» **Text passage**
The Last of Us: Season 2 (spring 2025)

Bella Ramsey and Pedro Pascal take on the undead yet again – this time with assistance from Kaitlyn Dever, Jeffrey Wright, Catherine O’Hara, Young Mazino and Isabela Merced, as the former’s freewheeling new girlfriend – in Craig Mazin and Neil Druckmann’s dystopian phenomenon. Expect jump scares, profound heartbreak and more existential dread than you can deal with.

A Knight of the Seven Kingdoms (2025)

Hot on the heels of Game of Thrones and House of the Dragon comes another Westerosi adventure: an action-packed, six-part prequel from George RR Martin, based on his Tales of Dunk and Egg novellas, which follows Peter Claffey’s Ser Duncan the Tall, the future Lord Commander of the Kingsguard known as “Dunk”, and Dexter Sol Ansell’s “Egg”, his squire and, later, King Aegon V Targaryen. It should be as lavishly rendered as it is explosively entertaining.

A Thousand Blows (2025)

Set in the deadly world of illegal boxing in Victorian London, this rollicking new Disney+ crowdpleaser from Peaky Blinders’ Steven Knight centres on Small Axe’s Malachi Kirby as a fresh-faced young contender drawn into the criminal underbelly of the East End. Among those he rubs shoulders with? The Crown’s Erin Doherty in the part of the notorious leader of an all-female gang, and Stephen Graham as a hulking fighter determined to take him down.

The Bear: Season 4 (2025)

» **Given records**
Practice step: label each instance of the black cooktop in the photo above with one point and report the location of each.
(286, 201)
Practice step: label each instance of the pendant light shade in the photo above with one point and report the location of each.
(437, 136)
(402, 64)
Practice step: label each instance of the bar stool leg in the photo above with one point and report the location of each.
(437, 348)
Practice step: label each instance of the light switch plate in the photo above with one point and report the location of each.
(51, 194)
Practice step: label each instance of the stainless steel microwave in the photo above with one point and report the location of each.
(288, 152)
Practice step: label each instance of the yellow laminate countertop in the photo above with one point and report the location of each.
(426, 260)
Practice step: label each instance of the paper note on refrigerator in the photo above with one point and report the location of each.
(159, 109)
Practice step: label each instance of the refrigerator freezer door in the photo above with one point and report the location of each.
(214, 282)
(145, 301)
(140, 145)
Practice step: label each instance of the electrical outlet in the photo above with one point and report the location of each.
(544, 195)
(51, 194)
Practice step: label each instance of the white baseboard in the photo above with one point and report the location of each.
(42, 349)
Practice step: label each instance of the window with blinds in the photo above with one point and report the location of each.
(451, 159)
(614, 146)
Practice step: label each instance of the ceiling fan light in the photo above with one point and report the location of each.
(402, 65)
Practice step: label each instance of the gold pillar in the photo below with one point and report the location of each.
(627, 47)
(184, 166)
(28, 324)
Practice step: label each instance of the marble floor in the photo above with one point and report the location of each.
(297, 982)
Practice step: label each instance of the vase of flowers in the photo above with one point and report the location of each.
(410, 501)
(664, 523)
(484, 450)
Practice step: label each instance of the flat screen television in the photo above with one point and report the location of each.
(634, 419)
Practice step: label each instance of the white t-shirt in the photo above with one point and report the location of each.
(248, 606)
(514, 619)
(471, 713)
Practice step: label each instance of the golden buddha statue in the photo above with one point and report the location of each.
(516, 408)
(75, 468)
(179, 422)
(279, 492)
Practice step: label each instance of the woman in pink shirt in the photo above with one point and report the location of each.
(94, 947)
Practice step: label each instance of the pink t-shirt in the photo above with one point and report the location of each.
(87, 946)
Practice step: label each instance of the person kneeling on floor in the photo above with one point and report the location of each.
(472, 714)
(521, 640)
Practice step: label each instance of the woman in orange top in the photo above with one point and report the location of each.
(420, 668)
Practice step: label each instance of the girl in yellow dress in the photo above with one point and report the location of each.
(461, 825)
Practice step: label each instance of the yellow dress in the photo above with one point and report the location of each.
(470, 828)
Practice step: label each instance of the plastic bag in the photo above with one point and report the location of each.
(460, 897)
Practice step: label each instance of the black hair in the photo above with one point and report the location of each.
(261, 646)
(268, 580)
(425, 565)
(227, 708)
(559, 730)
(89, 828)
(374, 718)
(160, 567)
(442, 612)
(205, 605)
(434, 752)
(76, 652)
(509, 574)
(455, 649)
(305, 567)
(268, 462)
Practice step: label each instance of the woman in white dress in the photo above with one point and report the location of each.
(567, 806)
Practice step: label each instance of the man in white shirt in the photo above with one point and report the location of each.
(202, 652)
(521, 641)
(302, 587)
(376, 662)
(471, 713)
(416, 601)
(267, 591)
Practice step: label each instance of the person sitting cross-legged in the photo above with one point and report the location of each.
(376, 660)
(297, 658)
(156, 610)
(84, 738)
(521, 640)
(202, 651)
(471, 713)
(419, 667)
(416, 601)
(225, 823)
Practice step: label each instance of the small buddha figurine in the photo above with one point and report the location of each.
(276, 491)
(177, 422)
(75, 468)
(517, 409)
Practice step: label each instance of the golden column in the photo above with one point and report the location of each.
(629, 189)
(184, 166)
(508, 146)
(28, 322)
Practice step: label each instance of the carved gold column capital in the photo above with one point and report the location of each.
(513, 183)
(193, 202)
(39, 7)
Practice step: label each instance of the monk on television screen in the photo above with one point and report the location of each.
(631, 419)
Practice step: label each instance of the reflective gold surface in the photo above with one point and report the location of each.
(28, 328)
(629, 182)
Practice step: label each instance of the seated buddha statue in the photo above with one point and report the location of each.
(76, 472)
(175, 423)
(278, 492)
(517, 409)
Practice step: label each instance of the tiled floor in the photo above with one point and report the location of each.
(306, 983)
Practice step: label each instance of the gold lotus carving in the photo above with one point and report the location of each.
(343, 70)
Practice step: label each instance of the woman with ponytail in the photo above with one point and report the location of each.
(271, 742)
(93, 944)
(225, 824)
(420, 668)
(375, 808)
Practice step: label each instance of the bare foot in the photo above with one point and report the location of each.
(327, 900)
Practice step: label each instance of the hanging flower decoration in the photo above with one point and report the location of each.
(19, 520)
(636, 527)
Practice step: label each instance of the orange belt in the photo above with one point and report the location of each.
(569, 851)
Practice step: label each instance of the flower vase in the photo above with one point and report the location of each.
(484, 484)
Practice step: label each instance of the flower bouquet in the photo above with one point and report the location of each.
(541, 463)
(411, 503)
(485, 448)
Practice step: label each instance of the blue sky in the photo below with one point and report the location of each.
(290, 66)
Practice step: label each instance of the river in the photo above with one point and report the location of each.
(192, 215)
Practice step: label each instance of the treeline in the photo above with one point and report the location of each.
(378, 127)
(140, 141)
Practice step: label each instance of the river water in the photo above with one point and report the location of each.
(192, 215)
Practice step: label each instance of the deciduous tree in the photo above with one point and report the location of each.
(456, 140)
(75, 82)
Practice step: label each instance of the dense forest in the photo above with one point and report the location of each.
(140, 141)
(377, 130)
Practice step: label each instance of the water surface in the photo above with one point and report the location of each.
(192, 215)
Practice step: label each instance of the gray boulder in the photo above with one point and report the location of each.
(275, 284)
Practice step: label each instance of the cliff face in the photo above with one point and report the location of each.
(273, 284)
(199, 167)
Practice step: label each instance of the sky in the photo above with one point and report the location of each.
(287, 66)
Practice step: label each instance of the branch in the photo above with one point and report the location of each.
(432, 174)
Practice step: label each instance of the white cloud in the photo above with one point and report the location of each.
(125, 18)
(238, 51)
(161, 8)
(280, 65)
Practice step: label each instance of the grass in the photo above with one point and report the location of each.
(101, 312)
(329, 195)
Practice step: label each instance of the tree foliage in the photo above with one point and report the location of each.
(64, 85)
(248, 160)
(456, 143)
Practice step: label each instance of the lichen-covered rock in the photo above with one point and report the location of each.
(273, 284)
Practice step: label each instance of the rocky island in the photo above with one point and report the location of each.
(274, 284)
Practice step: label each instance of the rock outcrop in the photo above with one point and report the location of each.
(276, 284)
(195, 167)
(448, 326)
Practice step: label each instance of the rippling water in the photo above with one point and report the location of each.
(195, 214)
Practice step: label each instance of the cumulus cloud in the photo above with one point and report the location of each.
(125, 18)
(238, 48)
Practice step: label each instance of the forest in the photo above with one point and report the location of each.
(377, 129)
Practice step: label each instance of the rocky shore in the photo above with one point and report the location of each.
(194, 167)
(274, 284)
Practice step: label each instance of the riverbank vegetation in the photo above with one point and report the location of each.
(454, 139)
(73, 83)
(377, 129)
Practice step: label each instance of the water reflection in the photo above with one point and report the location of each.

» **What needs to be done**
Print the stretch of the TV preview from "Bella Ramsey and" through "Thousand Blows (2025)" word for word. The records have no connection to the TV preview.

» **Task output**
Bella Ramsey and Pedro Pascal take on the undead yet again – this time with assistance from Kaitlyn Dever, Jeffrey Wright, Catherine O’Hara, Young Mazino and Isabela Merced, as the former’s freewheeling new girlfriend – in Craig Mazin and Neil Druckmann’s dystopian phenomenon. Expect jump scares, profound heartbreak and more existential dread than you can deal with.

A Knight of the Seven Kingdoms (2025)

Hot on the heels of Game of Thrones and House of the Dragon comes another Westerosi adventure: an action-packed, six-part prequel from George RR Martin, based on his Tales of Dunk and Egg novellas, which follows Peter Claffey’s Ser Duncan the Tall, the future Lord Commander of the Kingsguard known as “Dunk”, and Dexter Sol Ansell’s “Egg”, his squire and, later, King Aegon V Targaryen. It should be as lavishly rendered as it is explosively entertaining.

A Thousand Blows (2025)